| Records from a collection |
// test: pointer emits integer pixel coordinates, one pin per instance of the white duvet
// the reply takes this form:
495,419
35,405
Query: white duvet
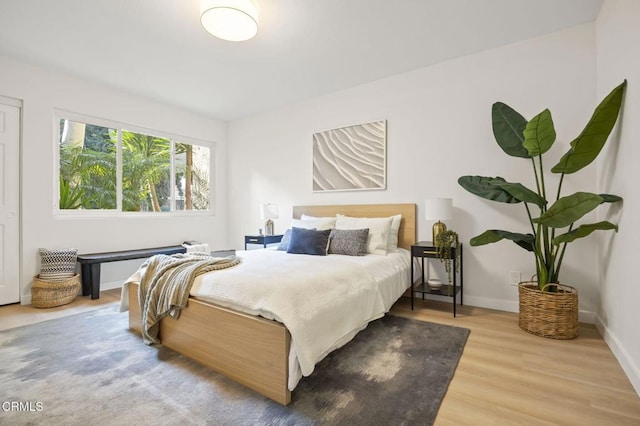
322,300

| Problem statement |
Rewrite the listing above with "white duvet" changed to "white blanket" everywhere it occurs, leaving everything else the same. Omit the pictures from your answer.

| Answer for this exercise |
// test: pointer emits integer pixel coordinates, one pin per instance of the white blanket
// the reply takes this form:
495,419
35,405
Query: white blanket
322,300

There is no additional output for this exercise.